# Source text
"""

Throughout searching for the truth of this lie comes new truths and revelations that change her perception. She has to battle her own demons and she has to become something else. And throughout that, we have her stop at junctions and think, ‘I don’t want to go forward. I want to go back to my tool room and I want to hold my tool and I want to hit something hard.’

Relatable.

It’s much easier.

There’s a theme that runs through this season on truth: what is the truth, who decides it, and who benefits from covering it up. Did you notice real-world parallels to that while filming?

Of course, there are. And there would be because it’s written by a thinking man. Hugh (Howey), we were having lunch just now, and he said, ‘I wrote the books because I felt like it’s a controlled society out there, and the only way for this little group of people to see it is through the eyes of a screen. And you have to start questioning the screen you’re seeing it through.’ So obviously, his entire thinking is based on the comparison to the society he feels he’s living in. That’s why science fiction and futuristic things are so interesting.

"""

# Records provided

"""

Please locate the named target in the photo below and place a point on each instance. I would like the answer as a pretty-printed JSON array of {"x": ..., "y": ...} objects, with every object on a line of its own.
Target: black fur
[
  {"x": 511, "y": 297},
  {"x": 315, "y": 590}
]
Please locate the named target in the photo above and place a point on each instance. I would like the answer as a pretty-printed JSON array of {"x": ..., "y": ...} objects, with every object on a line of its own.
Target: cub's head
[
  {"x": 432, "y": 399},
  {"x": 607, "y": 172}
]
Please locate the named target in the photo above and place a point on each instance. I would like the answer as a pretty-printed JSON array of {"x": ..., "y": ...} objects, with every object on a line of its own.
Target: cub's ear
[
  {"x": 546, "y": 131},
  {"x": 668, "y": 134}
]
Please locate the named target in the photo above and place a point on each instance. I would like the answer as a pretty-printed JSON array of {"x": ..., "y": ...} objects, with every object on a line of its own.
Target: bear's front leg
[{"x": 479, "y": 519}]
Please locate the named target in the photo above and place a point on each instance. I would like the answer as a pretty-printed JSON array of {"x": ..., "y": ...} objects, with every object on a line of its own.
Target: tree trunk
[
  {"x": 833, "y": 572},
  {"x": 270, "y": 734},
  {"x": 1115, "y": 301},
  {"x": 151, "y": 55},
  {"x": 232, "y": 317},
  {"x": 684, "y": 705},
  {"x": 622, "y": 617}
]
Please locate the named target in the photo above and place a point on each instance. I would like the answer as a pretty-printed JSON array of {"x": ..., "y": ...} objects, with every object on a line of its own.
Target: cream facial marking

"""

# Exercise task
Can you reproduce the interview excerpt starting at "Throughout searching for" and ending at "that while filming?"? Work only from the interview excerpt, not from the listing.

# Result
Throughout searching for the truth of this lie comes new truths and revelations that change her perception. She has to battle her own demons and she has to become something else. And throughout that, we have her stop at junctions and think, ‘I don’t want to go forward. I want to go back to my tool room and I want to hold my tool and I want to hit something hard.’

Relatable.

It’s much easier.

There’s a theme that runs through this season on truth: what is the truth, who decides it, and who benefits from covering it up. Did you notice real-world parallels to that while filming?